**REQUIRED ACTION**
Write the listing below out again word for word, without a single picture.

**MATERIAL PROVIDED**
● ● ● ●
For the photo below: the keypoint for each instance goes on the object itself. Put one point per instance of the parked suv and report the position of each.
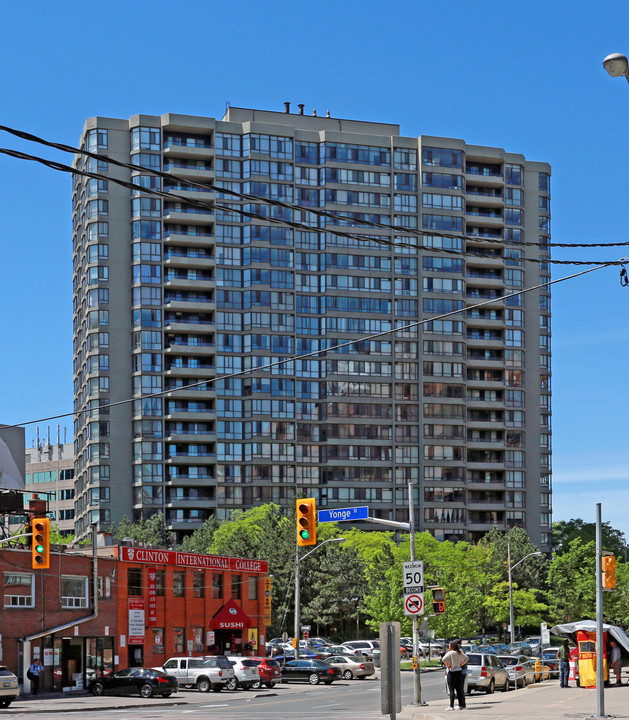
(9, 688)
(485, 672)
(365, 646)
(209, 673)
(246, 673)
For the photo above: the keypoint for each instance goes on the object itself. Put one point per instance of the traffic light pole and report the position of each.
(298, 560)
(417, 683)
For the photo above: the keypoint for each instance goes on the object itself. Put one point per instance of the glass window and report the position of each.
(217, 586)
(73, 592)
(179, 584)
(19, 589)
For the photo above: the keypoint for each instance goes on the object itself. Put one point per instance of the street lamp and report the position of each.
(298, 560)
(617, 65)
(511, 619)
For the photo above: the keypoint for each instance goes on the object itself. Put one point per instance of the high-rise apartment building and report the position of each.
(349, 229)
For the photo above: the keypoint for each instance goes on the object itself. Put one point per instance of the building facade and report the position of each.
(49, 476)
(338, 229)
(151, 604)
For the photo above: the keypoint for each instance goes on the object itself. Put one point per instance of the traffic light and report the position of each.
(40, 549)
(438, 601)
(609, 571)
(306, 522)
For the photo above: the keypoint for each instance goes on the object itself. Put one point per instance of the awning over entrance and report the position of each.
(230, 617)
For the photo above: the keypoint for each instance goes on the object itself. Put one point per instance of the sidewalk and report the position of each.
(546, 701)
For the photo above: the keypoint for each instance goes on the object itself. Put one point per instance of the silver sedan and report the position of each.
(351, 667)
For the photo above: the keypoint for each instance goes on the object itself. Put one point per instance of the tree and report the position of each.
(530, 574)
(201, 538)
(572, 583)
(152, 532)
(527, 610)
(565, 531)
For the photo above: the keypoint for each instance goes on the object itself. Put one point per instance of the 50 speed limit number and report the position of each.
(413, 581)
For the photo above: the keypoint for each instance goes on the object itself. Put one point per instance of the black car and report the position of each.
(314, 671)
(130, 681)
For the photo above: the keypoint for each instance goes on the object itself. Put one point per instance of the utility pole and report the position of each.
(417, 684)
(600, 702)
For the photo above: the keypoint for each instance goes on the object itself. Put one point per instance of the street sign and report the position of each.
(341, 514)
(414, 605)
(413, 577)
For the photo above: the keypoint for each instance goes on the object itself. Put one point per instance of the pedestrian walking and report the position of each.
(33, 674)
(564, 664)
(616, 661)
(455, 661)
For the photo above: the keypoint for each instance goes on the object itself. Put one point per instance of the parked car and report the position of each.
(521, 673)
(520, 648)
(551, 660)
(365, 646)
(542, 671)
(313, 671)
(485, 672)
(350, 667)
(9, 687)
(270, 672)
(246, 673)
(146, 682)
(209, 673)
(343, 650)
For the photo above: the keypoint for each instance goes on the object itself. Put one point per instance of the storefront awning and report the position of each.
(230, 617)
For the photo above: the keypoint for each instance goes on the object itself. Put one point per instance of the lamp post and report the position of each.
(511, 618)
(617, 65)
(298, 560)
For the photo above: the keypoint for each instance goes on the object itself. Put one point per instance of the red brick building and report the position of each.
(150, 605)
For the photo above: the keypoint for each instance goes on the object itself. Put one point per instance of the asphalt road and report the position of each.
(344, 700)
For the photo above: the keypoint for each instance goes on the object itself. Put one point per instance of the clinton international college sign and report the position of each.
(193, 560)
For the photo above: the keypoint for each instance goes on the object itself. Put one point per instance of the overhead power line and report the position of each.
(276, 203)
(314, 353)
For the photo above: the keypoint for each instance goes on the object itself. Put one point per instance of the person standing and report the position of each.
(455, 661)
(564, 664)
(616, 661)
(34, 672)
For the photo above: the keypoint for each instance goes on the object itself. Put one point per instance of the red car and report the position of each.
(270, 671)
● ● ● ●
**ANSWER SPACE**
For the photo below: the keypoint for each instance goes on the object itself. Put one point per instance of the parked suv and report the position of each.
(9, 688)
(485, 672)
(365, 646)
(209, 673)
(246, 673)
For the photo above: the keypoint for each instance goes on the object itself. Put one point per instance of the traffic light pole and report the position of each.
(298, 560)
(417, 683)
For the photo above: the keypoint for each instance goes on the object itself. Put one point per instance of the glass window and report the position of each.
(217, 586)
(73, 592)
(179, 584)
(19, 589)
For the photo above: the keypoint for each instance goes on the object itself. Put one point per instance of the street lamp and report the position of each.
(298, 560)
(617, 65)
(511, 619)
For the photo above: the keypoint for each instance goes on the object itself. Put one point per instance of the high-rise apartment building and report the position of each.
(349, 229)
For the photo above: the keypoint for each instance goes on the object itself. Put one point per instance of the building facade and report the position of each.
(49, 476)
(338, 229)
(151, 604)
For the photo above: the keypoint for each instance goes on the object itself. Put one point per instance of the traffic light and report the position of each.
(40, 549)
(438, 601)
(609, 571)
(306, 522)
For the photo above: the keypoint for each instance goes on the object itself. Put one point per instance of the awning over entrance and report the position of each.
(230, 617)
For the photo above: the keypoint for each instance goes on the object itself. Put one point per instance of the sidewalk and report the position of each.
(546, 701)
For the photo above: the keypoint for each instance goes on the object itself. Put one point per instance of the silver sedan and report the position of each.
(351, 667)
For the photo above: the keypoint for each instance goes on the object itself. Put one point per instance of the tree and report the position of each.
(530, 574)
(201, 538)
(572, 583)
(152, 532)
(527, 610)
(565, 531)
For the photo above: the keypoint for each instance goes on the object itself. Put one point per instance of the 50 speed limit number and report the position of each.
(413, 581)
For the photo above: the keypoint for each instance goes on the object itself. Put one point per instance of the black car and report the position of each.
(314, 671)
(130, 681)
For the photo above: the keypoint for each instance goes on the object itself. Put one point per instance of the utility pole and report the position of each.
(417, 684)
(600, 702)
For the photo above: the keypoint for each instance goes on the object itself. Put one point per instance of the street sign and report the position of each.
(341, 514)
(414, 605)
(413, 577)
For the photo above: the keypoint for each instance goes on the object itself. Put one point per instance of the pedestrian walking and report the position of each.
(33, 674)
(564, 664)
(616, 661)
(455, 661)
For the photo above: the keypoint for each instance goes on the object itself. Put one point per instance of the parked car and report the position of each.
(521, 673)
(520, 648)
(551, 660)
(365, 646)
(542, 671)
(313, 671)
(485, 672)
(350, 667)
(9, 687)
(270, 672)
(246, 673)
(146, 682)
(209, 673)
(343, 650)
For the photo above: the keypoint for each instance goes on the object itself. Put one point per instance of the storefront awning and report the position of each.
(230, 617)
For the photo above: the keypoint for each instance goes on the object itself. Put one point per instance of the lamp post and report the position of each.
(511, 618)
(617, 65)
(298, 560)
For the photo above: the keypoint for each instance goes on the object itself. Put one point per instance of the red brick building and report the position of each.
(150, 605)
For the photo above: the keypoint for each instance goes on the object itself. Put one point per instance of the asphalt road and report the position of each.
(344, 700)
For the photo above: the keypoint for each instance goes on the object itself. Put one point per instance of the clinton international college sign and report the position of each.
(193, 560)
For the photo above: the keypoint for each instance goes on the object itself. Put one point per instance of the overhead power line and report the position of each.
(276, 203)
(314, 353)
For the photo above: the keypoint for each instance goes on the object itself. Put one point per instance of the person standing and report the position of each.
(455, 661)
(564, 664)
(616, 661)
(34, 672)
For the photo above: the keypoint for each instance goes on the object itself. Put one point per instance of the red car and report the position of each.
(270, 671)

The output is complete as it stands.